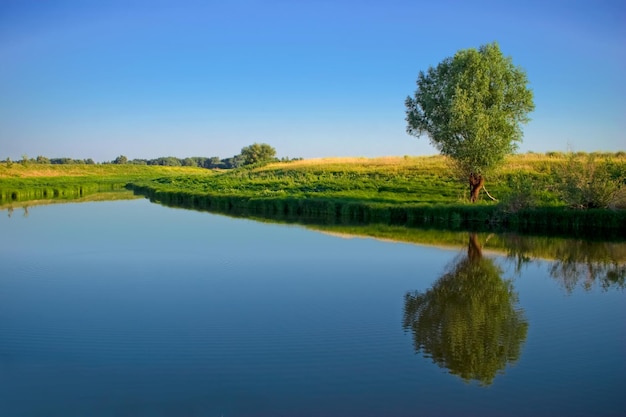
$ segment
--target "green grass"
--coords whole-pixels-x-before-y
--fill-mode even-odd
[[[141,178],[154,175],[184,174],[184,173],[211,173],[206,169],[196,167],[170,167],[159,165],[115,165],[115,164],[21,164],[13,162],[7,165],[0,162],[0,180],[10,178],[35,177],[107,177],[107,178]]]
[[[362,164],[285,163],[237,169],[210,178],[164,177],[135,183],[159,191],[248,198],[323,198],[390,204],[437,204],[462,198],[462,185],[453,177],[438,175],[417,165],[390,168],[369,165],[367,161]]]
[[[0,163],[0,204],[33,199],[73,199],[122,190],[133,181],[164,176],[213,175],[202,168],[146,165],[22,165]]]
[[[621,159],[626,169],[626,158]],[[486,187],[504,200],[513,179],[523,175],[536,184],[541,205],[558,205],[550,191],[564,157],[539,154],[512,156],[487,178]],[[146,182],[136,182],[148,185]],[[225,171],[210,178],[163,177],[151,181],[159,191],[187,191],[249,198],[325,198],[391,204],[466,203],[468,186],[453,175],[446,159],[433,157],[325,158],[272,163]]]

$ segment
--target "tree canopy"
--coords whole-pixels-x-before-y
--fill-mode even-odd
[[[534,109],[526,72],[497,43],[464,49],[427,72],[407,97],[407,132],[428,135],[463,175],[484,175],[522,140],[520,124]]]
[[[257,162],[269,161],[276,157],[276,149],[267,143],[253,143],[241,149],[243,164],[250,165]]]
[[[115,160],[113,160],[114,164],[119,164],[119,165],[123,165],[123,164],[127,164],[128,163],[128,158],[124,155],[120,155],[117,158],[115,158]]]

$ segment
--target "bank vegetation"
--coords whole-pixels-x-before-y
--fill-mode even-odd
[[[468,199],[443,156],[322,158],[236,169],[0,163],[0,202],[124,187],[172,205],[329,223],[626,235],[626,153],[526,153]]]

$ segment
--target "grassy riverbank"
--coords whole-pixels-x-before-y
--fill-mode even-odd
[[[626,158],[611,162],[626,170]],[[626,234],[624,210],[573,210],[556,191],[563,154],[512,156],[487,183],[499,199],[467,201],[467,186],[434,157],[326,158],[272,163],[206,179],[167,177],[132,188],[155,201],[236,215],[566,235]],[[521,201],[521,203],[520,203]]]
[[[598,164],[610,163],[618,176],[626,172],[622,153],[598,158]],[[626,235],[625,210],[567,207],[557,185],[563,183],[568,161],[560,153],[511,156],[487,179],[487,189],[499,201],[476,204],[467,201],[466,184],[441,156],[324,158],[226,171],[14,163],[0,164],[0,201],[82,196],[102,187],[128,186],[165,204],[268,218]]]
[[[612,163],[626,172],[626,157]],[[523,154],[508,158],[502,169],[488,177],[486,187],[500,202],[508,202],[523,188],[532,188],[538,206],[562,206],[556,193],[563,154]],[[271,163],[224,171],[199,180],[196,176],[135,182],[158,191],[218,194],[248,198],[323,198],[368,203],[465,204],[466,181],[459,180],[444,157],[324,158]],[[491,201],[483,202],[492,205]]]
[[[73,199],[102,191],[122,190],[134,181],[168,176],[207,177],[202,168],[146,165],[0,163],[0,204],[33,199]]]

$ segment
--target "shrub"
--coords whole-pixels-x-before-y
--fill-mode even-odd
[[[623,198],[626,183],[626,165],[623,163],[617,164],[610,159],[599,161],[593,154],[581,157],[570,153],[557,174],[557,192],[571,207],[615,207]]]
[[[535,207],[539,201],[537,185],[526,173],[515,173],[508,178],[511,193],[503,199],[501,208],[508,213]]]

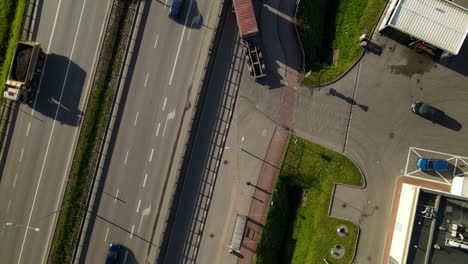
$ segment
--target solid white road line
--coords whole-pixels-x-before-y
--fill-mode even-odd
[[[109,235],[109,228],[107,228],[107,231],[106,231],[106,237],[104,237],[104,242],[107,241],[107,235]]]
[[[145,87],[146,87],[146,83],[148,82],[148,73],[146,73],[146,78],[145,78]]]
[[[10,209],[10,205],[11,205],[11,200],[8,200],[8,207],[7,207],[7,210]]]
[[[136,113],[135,122],[133,122],[133,126],[136,126],[136,124],[137,124],[138,115],[140,115],[140,112],[137,112],[137,113]]]
[[[151,162],[151,161],[153,160],[153,154],[154,154],[154,148],[151,149],[151,154],[150,154],[149,162]]]
[[[148,173],[145,173],[145,179],[143,180],[143,188],[145,188],[146,185],[146,178],[148,178]]]
[[[31,122],[28,123],[28,128],[26,129],[26,136],[29,136],[29,129],[31,128]]]
[[[135,225],[132,225],[132,232],[130,232],[130,238],[133,237],[133,230],[135,230]]]
[[[118,197],[119,197],[119,189],[117,189],[117,192],[115,193],[114,203],[117,202]]]
[[[124,164],[127,164],[127,158],[128,158],[128,151],[127,151],[127,154],[125,154]]]
[[[185,17],[184,29],[182,29],[182,36],[180,36],[179,47],[177,48],[177,54],[176,54],[176,57],[175,57],[175,60],[174,60],[174,66],[172,67],[172,73],[171,73],[171,78],[169,79],[169,85],[172,85],[172,78],[174,78],[174,72],[175,72],[175,68],[177,66],[177,60],[179,59],[180,47],[182,46],[182,40],[184,40],[185,29],[187,28],[187,21],[188,21],[190,12],[192,10],[192,2],[193,1],[190,0],[189,7],[187,9],[189,11],[187,12],[187,16]]]
[[[20,157],[19,157],[19,162],[21,162],[23,160],[23,154],[24,154],[24,148],[21,148],[21,154],[20,154]]]
[[[164,103],[163,103],[163,107],[162,107],[163,111],[166,109],[166,103],[167,103],[167,97],[164,98]]]
[[[156,45],[158,45],[158,39],[159,39],[159,34],[156,34],[156,40],[154,41],[154,47],[156,48]]]
[[[55,25],[57,23],[57,17],[58,17],[58,13],[59,13],[59,10],[60,10],[61,2],[62,2],[62,0],[59,0],[59,3],[58,3],[59,8],[57,9],[57,13],[55,15],[54,26],[52,28],[52,34],[51,34],[50,42],[52,42],[52,37],[54,36]],[[45,152],[45,155],[44,155],[44,161],[42,162],[42,168],[41,168],[41,172],[39,173],[39,179],[38,179],[38,182],[37,182],[36,191],[34,193],[34,198],[33,198],[33,203],[32,203],[32,206],[31,206],[31,211],[29,213],[28,223],[26,224],[27,226],[29,226],[31,224],[31,218],[32,218],[32,214],[33,214],[33,211],[34,211],[34,206],[36,205],[36,198],[37,198],[37,194],[39,192],[39,186],[41,185],[42,175],[44,174],[44,168],[45,168],[45,164],[46,164],[46,161],[47,161],[47,155],[49,153],[50,142],[52,141],[52,136],[54,134],[55,124],[57,123],[58,112],[60,110],[60,105],[62,104],[63,91],[65,90],[65,84],[66,84],[67,79],[68,79],[68,73],[70,71],[70,65],[71,65],[71,62],[73,61],[73,53],[75,51],[75,44],[76,44],[76,40],[78,38],[78,32],[79,32],[80,25],[81,25],[81,19],[83,18],[83,11],[84,11],[85,5],[86,5],[86,0],[84,0],[83,7],[81,8],[80,18],[78,20],[78,26],[77,26],[77,29],[76,29],[75,37],[73,39],[73,45],[72,45],[71,52],[70,52],[70,58],[69,58],[69,61],[68,61],[67,70],[65,71],[65,78],[63,80],[62,90],[60,91],[60,97],[59,97],[59,101],[58,101],[58,104],[57,104],[57,109],[55,110],[54,122],[52,123],[52,129],[51,129],[51,132],[50,132],[49,141],[47,142],[46,152]],[[49,50],[50,50],[50,43],[49,43],[48,51]],[[44,66],[42,67],[43,69],[45,68],[47,58],[48,57],[46,57],[46,59],[44,60]],[[36,101],[37,101],[37,97],[38,97],[39,92],[40,92],[40,85],[41,85],[41,81],[42,81],[43,76],[44,75],[42,73],[41,78],[39,80],[39,89],[37,91],[36,98],[34,99],[32,115],[34,115],[34,109],[36,107]],[[26,243],[26,237],[28,235],[28,230],[29,230],[29,228],[26,228],[26,231],[24,232],[23,242],[21,243],[21,249],[20,249],[20,253],[19,253],[19,256],[18,256],[18,264],[21,263],[21,256],[23,255],[23,249],[24,249],[24,244]]]
[[[159,129],[161,128],[161,123],[158,123],[158,128],[156,129],[156,136],[159,136]]]
[[[167,8],[167,0],[166,0],[166,2],[164,3],[164,9],[166,9],[166,8]]]
[[[141,200],[138,200],[138,205],[137,205],[137,209],[136,209],[137,213],[138,213],[138,211],[140,211],[140,204],[141,204]]]

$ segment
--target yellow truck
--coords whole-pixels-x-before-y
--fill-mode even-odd
[[[3,97],[15,102],[29,102],[35,90],[40,69],[41,55],[38,42],[18,41],[11,61],[8,78],[3,89]]]

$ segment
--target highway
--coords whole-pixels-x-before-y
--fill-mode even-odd
[[[39,1],[39,92],[19,107],[0,168],[2,263],[45,263],[109,2]]]
[[[175,145],[214,0],[186,1],[178,21],[163,1],[143,1],[80,263],[100,263],[110,243],[124,263],[146,263]],[[168,5],[170,4],[167,3]],[[189,12],[190,11],[190,12]],[[102,192],[101,192],[102,191]]]

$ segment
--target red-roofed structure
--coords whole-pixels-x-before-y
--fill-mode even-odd
[[[239,34],[242,38],[258,33],[252,0],[233,0]]]

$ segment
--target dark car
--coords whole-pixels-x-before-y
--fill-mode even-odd
[[[117,264],[119,261],[121,246],[118,244],[110,244],[107,250],[106,264]]]
[[[423,171],[447,171],[449,167],[446,160],[440,159],[419,159],[417,165]]]
[[[172,19],[177,19],[180,14],[180,10],[182,8],[182,4],[184,3],[183,0],[173,0],[171,9],[169,10],[169,17]]]
[[[411,110],[413,110],[413,112],[416,114],[431,120],[432,122],[439,122],[445,116],[445,113],[442,110],[439,110],[421,101],[416,101],[414,104],[412,104]]]

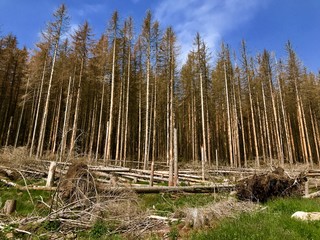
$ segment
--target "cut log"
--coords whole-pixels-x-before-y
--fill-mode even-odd
[[[6,214],[6,215],[11,215],[14,211],[16,211],[16,207],[17,207],[17,200],[15,200],[15,199],[8,199],[8,200],[5,202],[2,211],[3,211],[3,213]]]
[[[165,221],[165,222],[177,222],[177,221],[181,220],[178,218],[170,218],[170,217],[163,217],[163,216],[157,216],[157,215],[150,215],[150,216],[148,216],[148,218],[156,219],[156,220],[160,220],[160,221]]]

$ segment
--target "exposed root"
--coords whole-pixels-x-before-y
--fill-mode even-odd
[[[279,167],[271,173],[255,174],[240,181],[236,186],[237,197],[240,200],[266,202],[273,197],[301,195],[305,181],[304,174],[291,178]]]

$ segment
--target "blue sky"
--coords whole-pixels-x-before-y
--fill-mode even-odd
[[[252,55],[266,48],[284,58],[290,40],[303,64],[313,72],[320,70],[320,0],[0,0],[0,34],[11,32],[20,46],[33,48],[63,2],[71,16],[70,31],[88,20],[99,37],[118,10],[122,20],[134,18],[137,33],[150,9],[162,28],[174,28],[181,59],[192,49],[198,31],[213,59],[221,41],[238,50],[242,39]]]

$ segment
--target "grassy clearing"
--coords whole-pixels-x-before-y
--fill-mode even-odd
[[[0,186],[0,208],[3,207],[6,200],[15,199],[17,200],[15,214],[18,216],[27,216],[32,212],[40,215],[46,214],[48,210],[40,201],[43,199],[44,202],[48,202],[52,193],[40,190],[29,190],[29,192],[31,197],[27,191]]]
[[[195,232],[191,239],[319,239],[320,222],[291,219],[296,211],[320,211],[318,199],[277,199],[265,204],[267,209],[254,214],[241,214],[225,219],[214,229]]]

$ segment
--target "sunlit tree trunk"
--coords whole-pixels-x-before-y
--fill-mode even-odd
[[[114,108],[114,93],[115,93],[115,68],[116,68],[116,48],[117,48],[117,25],[118,12],[114,12],[112,16],[112,31],[113,31],[113,49],[112,49],[112,72],[111,72],[111,96],[110,96],[110,110],[109,110],[109,126],[107,138],[106,161],[109,163],[111,159],[111,136],[113,128],[113,108]]]
[[[49,78],[49,83],[48,83],[47,96],[46,96],[46,101],[45,101],[45,106],[44,106],[44,113],[42,116],[42,122],[41,122],[41,127],[40,127],[38,148],[37,148],[37,154],[36,154],[37,158],[42,155],[42,151],[43,151],[44,137],[45,137],[48,110],[49,110],[49,102],[50,102],[50,96],[51,96],[53,73],[54,73],[54,69],[55,69],[57,52],[58,52],[58,48],[59,48],[59,41],[60,41],[61,35],[63,34],[63,31],[62,31],[63,27],[66,24],[66,22],[68,21],[67,11],[66,11],[66,7],[64,4],[62,4],[59,7],[59,9],[56,11],[54,16],[56,17],[56,22],[52,23],[50,25],[50,29],[49,29],[50,33],[53,34],[52,35],[52,38],[54,41],[53,42],[53,45],[54,45],[53,57],[52,57],[51,72],[50,72],[50,78]]]
[[[24,108],[25,108],[25,105],[26,105],[26,96],[27,96],[27,93],[28,93],[29,80],[30,80],[30,78],[28,78],[28,80],[27,80],[26,91],[25,91],[24,96],[23,96],[22,109],[21,109],[20,118],[19,118],[19,122],[18,122],[16,137],[15,137],[15,140],[14,140],[14,147],[15,147],[15,148],[17,147],[17,144],[18,144],[19,133],[20,133],[20,128],[21,128],[21,122],[22,122],[22,117],[23,117]]]

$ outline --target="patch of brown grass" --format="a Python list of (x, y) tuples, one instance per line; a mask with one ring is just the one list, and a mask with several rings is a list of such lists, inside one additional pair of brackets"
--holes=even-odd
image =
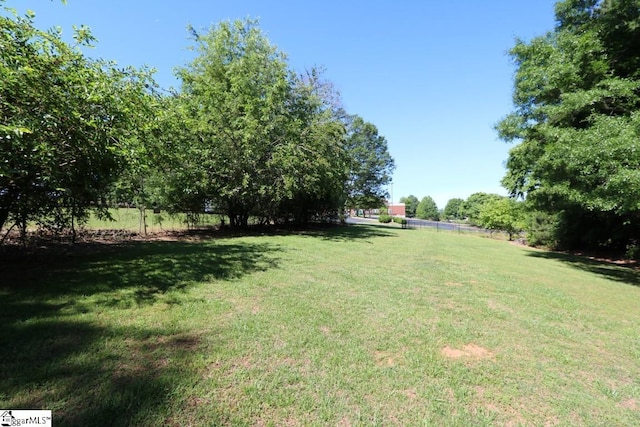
# # # # # # #
EXERCISE =>
Go line by line through the data above and report each one that holds the string "grassy".

EXERCISE RESULT =>
--target "grassy riverbank"
--target "grassy clearing"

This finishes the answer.